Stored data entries
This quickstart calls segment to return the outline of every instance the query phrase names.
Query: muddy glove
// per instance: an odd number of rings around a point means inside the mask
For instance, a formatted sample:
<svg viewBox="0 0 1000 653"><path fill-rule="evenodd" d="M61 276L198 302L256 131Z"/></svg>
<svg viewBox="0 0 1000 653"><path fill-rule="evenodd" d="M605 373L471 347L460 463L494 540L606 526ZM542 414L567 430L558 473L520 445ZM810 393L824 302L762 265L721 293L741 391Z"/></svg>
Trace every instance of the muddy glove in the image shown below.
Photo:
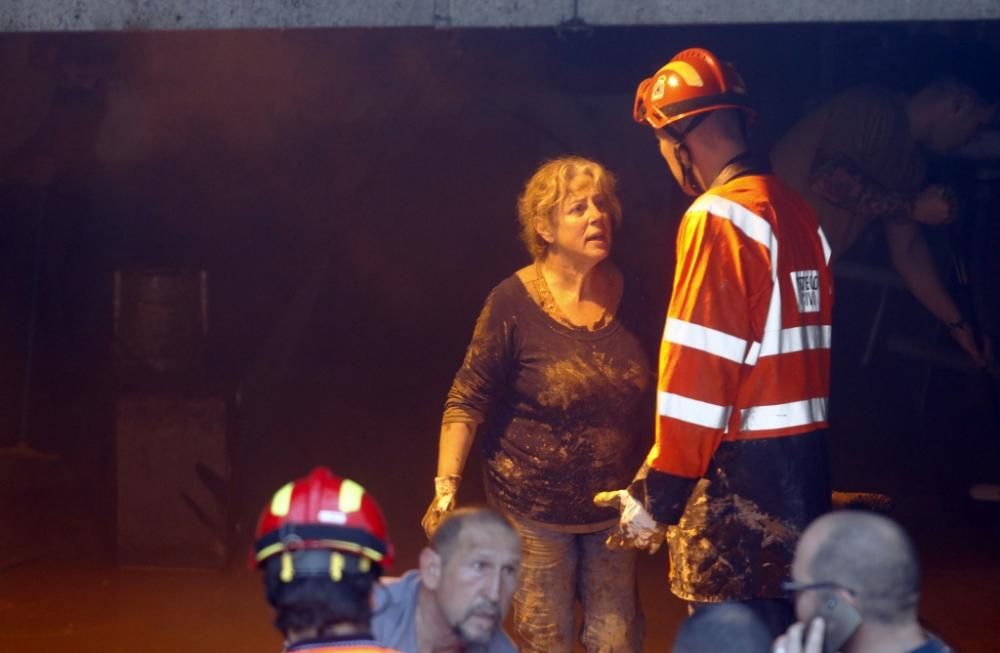
<svg viewBox="0 0 1000 653"><path fill-rule="evenodd" d="M642 502L628 490L598 492L594 495L594 503L602 508L615 508L620 513L618 528L605 541L609 549L635 548L656 553L663 544L666 525L653 519Z"/></svg>
<svg viewBox="0 0 1000 653"><path fill-rule="evenodd" d="M428 538L437 529L445 515L455 509L455 494L458 492L458 484L461 482L462 477L458 474L434 477L434 500L427 507L424 518L420 520L420 525L424 527L424 533L427 534Z"/></svg>

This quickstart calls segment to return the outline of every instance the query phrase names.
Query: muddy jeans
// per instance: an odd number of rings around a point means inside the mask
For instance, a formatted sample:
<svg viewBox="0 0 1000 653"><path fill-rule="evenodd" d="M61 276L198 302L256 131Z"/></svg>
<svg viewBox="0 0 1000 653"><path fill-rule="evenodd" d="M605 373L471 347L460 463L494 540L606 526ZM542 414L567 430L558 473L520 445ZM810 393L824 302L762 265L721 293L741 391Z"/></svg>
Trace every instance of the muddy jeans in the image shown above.
<svg viewBox="0 0 1000 653"><path fill-rule="evenodd" d="M563 533L512 517L524 545L514 624L525 653L573 650L573 601L580 599L580 641L588 653L639 653L643 618L635 551L609 551L610 529Z"/></svg>

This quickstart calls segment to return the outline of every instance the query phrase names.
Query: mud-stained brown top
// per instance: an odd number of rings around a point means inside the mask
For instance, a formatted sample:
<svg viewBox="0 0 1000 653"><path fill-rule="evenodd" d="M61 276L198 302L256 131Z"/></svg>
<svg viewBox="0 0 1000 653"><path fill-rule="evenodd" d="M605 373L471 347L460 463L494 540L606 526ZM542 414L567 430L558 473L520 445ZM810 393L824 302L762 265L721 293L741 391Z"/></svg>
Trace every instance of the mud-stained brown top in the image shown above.
<svg viewBox="0 0 1000 653"><path fill-rule="evenodd" d="M652 372L629 301L626 288L615 318L590 331L552 319L516 275L486 299L444 421L484 423L487 491L514 514L557 525L614 517L592 497L631 481L652 425Z"/></svg>

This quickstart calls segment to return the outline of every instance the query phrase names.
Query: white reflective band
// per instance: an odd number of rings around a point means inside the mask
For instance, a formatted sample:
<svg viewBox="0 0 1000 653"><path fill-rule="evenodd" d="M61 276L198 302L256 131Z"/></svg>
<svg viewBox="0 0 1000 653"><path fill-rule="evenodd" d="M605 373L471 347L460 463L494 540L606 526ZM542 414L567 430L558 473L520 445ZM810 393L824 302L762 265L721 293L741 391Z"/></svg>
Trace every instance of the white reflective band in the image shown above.
<svg viewBox="0 0 1000 653"><path fill-rule="evenodd" d="M761 356L789 354L805 349L829 349L833 327L828 324L791 327L765 333L761 343Z"/></svg>
<svg viewBox="0 0 1000 653"><path fill-rule="evenodd" d="M688 211L705 211L714 216L729 220L737 229L763 245L771 253L772 269L777 265L778 241L774 239L771 225L767 220L750 211L742 204L727 200L718 195L702 195L691 205Z"/></svg>
<svg viewBox="0 0 1000 653"><path fill-rule="evenodd" d="M737 229L748 237L767 247L770 257L771 282L774 287L771 289L771 301L767 307L767 318L764 321L764 333L778 331L781 329L781 287L778 285L778 239L774 236L774 231L767 220L749 210L742 204L732 200L727 200L718 195L702 195L688 212L705 211L723 220L729 220ZM746 358L743 362L747 365L755 365L760 346L757 343L750 345Z"/></svg>
<svg viewBox="0 0 1000 653"><path fill-rule="evenodd" d="M747 351L747 341L731 336L725 331L710 329L700 324L668 317L663 329L663 339L692 349L707 352L719 358L742 363Z"/></svg>
<svg viewBox="0 0 1000 653"><path fill-rule="evenodd" d="M771 280L771 301L767 305L767 318L764 320L764 339L768 334L781 331L781 285L778 279ZM761 346L763 347L763 341Z"/></svg>
<svg viewBox="0 0 1000 653"><path fill-rule="evenodd" d="M830 250L830 241L826 239L826 234L823 233L823 227L816 228L817 233L819 233L819 241L823 243L823 258L826 259L827 265L830 264L830 256L832 251Z"/></svg>
<svg viewBox="0 0 1000 653"><path fill-rule="evenodd" d="M826 397L740 411L740 431L769 431L815 424L826 419Z"/></svg>
<svg viewBox="0 0 1000 653"><path fill-rule="evenodd" d="M732 406L718 406L672 392L661 391L657 396L657 412L689 424L709 429L722 429L729 422Z"/></svg>

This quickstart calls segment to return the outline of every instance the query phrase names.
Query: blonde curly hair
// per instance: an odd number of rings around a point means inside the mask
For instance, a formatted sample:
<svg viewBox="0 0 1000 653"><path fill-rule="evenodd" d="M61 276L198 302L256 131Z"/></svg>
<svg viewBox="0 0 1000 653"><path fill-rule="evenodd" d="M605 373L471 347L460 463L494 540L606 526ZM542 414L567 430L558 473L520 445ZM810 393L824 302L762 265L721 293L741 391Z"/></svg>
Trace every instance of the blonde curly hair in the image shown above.
<svg viewBox="0 0 1000 653"><path fill-rule="evenodd" d="M622 207L615 192L615 176L596 161L580 156L564 156L546 161L517 198L517 219L521 227L521 241L535 260L545 257L549 244L538 235L535 224L538 220L555 219L555 210L566 199L570 182L578 175L588 175L594 180L611 218L612 228L617 231L622 224Z"/></svg>

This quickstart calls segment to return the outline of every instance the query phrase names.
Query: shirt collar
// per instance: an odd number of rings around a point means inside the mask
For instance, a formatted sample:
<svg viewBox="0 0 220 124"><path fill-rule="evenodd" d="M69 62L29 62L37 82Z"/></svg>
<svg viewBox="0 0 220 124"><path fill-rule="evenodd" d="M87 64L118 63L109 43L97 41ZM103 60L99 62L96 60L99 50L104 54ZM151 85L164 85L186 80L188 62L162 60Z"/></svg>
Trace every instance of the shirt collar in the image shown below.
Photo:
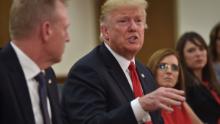
<svg viewBox="0 0 220 124"><path fill-rule="evenodd" d="M107 47L107 49L110 51L110 53L112 53L112 55L118 61L119 65L121 66L121 68L124 72L127 71L128 66L130 65L131 61L134 62L134 64L135 64L134 58L132 60L128 60L128 59L124 58L123 56L119 55L118 53L116 53L114 50L112 50L111 47L107 43L104 43L104 44Z"/></svg>
<svg viewBox="0 0 220 124"><path fill-rule="evenodd" d="M17 54L18 60L21 64L26 80L30 80L34 78L38 73L40 73L41 71L40 68L30 57L28 57L13 42L11 42L11 45L15 50L15 53Z"/></svg>

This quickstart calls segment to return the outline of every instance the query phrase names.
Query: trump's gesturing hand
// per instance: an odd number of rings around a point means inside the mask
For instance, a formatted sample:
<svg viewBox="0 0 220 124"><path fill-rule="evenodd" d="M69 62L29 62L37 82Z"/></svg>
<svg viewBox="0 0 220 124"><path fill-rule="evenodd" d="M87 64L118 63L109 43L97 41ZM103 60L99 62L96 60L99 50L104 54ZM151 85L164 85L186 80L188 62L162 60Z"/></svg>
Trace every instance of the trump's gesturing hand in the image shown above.
<svg viewBox="0 0 220 124"><path fill-rule="evenodd" d="M171 106L181 105L185 101L183 90L160 87L155 91L139 98L139 102L145 111L165 109L173 111Z"/></svg>

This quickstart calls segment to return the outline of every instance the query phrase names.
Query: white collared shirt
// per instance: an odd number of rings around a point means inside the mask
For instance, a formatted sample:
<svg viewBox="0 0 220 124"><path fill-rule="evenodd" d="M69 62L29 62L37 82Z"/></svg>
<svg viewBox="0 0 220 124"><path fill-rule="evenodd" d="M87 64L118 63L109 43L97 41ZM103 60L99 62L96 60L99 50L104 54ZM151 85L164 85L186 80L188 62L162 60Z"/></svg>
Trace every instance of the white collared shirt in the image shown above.
<svg viewBox="0 0 220 124"><path fill-rule="evenodd" d="M10 42L15 53L18 57L18 60L21 64L22 70L25 75L25 79L27 82L28 91L31 98L32 109L34 113L34 118L36 124L43 124L43 117L40 109L40 99L38 93L38 85L39 83L34 79L34 77L41 72L40 68L37 66L35 62L31 60L23 51L21 51L13 42ZM48 111L49 116L51 118L51 108L50 102L47 98L48 103Z"/></svg>
<svg viewBox="0 0 220 124"><path fill-rule="evenodd" d="M131 81L131 77L130 77L130 72L128 70L128 66L130 65L130 62L134 62L135 64L135 58L133 58L132 60L127 60L126 58L122 57L121 55L119 55L118 53L116 53L115 51L113 51L108 44L104 43L105 46L107 47L107 49L111 52L111 54L115 57L115 59L117 60L117 62L119 63L121 69L123 70L128 83L131 87L131 89L133 90L133 86L132 86L132 81ZM141 107L139 101L138 101L139 97L132 100L131 101L131 108L134 112L135 118L137 120L137 122L143 123L146 122L148 120L151 120L150 115L148 112L144 111L144 109Z"/></svg>

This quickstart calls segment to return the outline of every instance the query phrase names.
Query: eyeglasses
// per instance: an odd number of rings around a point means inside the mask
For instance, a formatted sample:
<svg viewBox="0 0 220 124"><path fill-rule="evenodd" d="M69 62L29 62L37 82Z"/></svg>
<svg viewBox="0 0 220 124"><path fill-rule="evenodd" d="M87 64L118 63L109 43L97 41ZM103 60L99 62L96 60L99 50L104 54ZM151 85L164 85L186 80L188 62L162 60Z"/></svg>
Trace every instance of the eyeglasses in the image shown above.
<svg viewBox="0 0 220 124"><path fill-rule="evenodd" d="M179 71L179 66L176 65L176 64L167 64L167 63L160 63L158 65L158 68L161 70L161 71L164 71L164 72L167 72L169 68L171 68L171 71L173 72L178 72Z"/></svg>

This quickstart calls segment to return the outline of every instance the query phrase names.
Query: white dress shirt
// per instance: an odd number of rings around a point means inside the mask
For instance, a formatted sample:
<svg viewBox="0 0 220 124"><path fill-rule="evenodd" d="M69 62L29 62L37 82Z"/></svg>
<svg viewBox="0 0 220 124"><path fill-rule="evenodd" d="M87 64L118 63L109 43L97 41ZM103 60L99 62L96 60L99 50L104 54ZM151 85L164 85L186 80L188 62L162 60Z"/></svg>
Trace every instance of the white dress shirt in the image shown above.
<svg viewBox="0 0 220 124"><path fill-rule="evenodd" d="M21 64L22 70L25 75L28 91L29 91L30 98L31 98L35 122L36 124L43 124L43 117L41 114L40 99L39 99L39 93L38 93L39 83L34 79L34 77L37 74L39 74L41 70L37 66L37 64L33 62L31 58L29 58L23 51L21 51L13 42L11 42L11 45L13 49L15 50L15 53L18 57L18 60ZM48 98L47 98L47 103L48 103L49 116L51 118L51 108L50 108L50 102Z"/></svg>
<svg viewBox="0 0 220 124"><path fill-rule="evenodd" d="M131 81L131 77L130 77L130 72L129 72L128 66L130 65L131 61L134 62L134 64L135 64L135 58L133 58L132 60L127 60L126 58L122 57L121 55L119 55L118 53L113 51L108 46L108 44L105 43L105 46L111 52L111 54L115 57L115 59L118 61L121 69L125 73L125 76L126 76L126 78L128 80L128 83L129 83L131 89L133 90L132 81ZM144 109L141 107L138 99L139 99L139 97L131 101L131 108L132 108L132 110L134 112L134 115L135 115L135 118L136 118L137 122L140 124L140 123L143 123L143 122L151 120L151 118L150 118L149 113L144 111Z"/></svg>

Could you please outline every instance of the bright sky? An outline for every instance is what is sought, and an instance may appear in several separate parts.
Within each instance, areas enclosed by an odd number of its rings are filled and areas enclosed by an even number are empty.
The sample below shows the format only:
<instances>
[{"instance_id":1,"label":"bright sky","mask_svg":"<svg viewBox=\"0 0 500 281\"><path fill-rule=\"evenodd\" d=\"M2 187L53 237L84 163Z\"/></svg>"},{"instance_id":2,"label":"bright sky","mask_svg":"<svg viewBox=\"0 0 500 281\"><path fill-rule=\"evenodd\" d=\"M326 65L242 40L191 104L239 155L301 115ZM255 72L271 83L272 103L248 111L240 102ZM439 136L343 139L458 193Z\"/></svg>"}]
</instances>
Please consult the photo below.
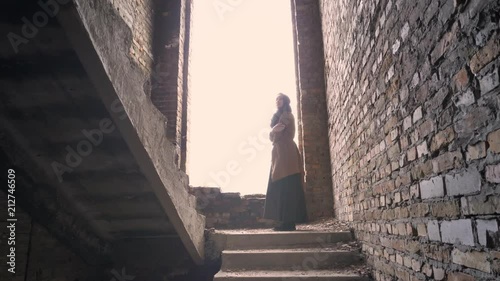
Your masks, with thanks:
<instances>
[{"instance_id":1,"label":"bright sky","mask_svg":"<svg viewBox=\"0 0 500 281\"><path fill-rule=\"evenodd\" d=\"M195 1L192 16L190 185L265 194L279 92L297 118L290 0Z\"/></svg>"}]
</instances>

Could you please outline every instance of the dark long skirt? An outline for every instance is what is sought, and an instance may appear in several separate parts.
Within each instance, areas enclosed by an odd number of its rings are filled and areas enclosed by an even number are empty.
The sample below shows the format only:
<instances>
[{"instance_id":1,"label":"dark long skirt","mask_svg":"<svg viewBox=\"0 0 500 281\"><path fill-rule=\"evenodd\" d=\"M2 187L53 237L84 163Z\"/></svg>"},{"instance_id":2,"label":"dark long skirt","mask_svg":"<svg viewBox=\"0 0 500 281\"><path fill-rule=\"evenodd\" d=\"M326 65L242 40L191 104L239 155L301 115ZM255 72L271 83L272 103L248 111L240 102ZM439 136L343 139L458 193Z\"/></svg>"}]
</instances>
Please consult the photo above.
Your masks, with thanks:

**The task:** From the preceding records, count the lines where "appear" occurs and reply with the number only.

**Output of the task:** 2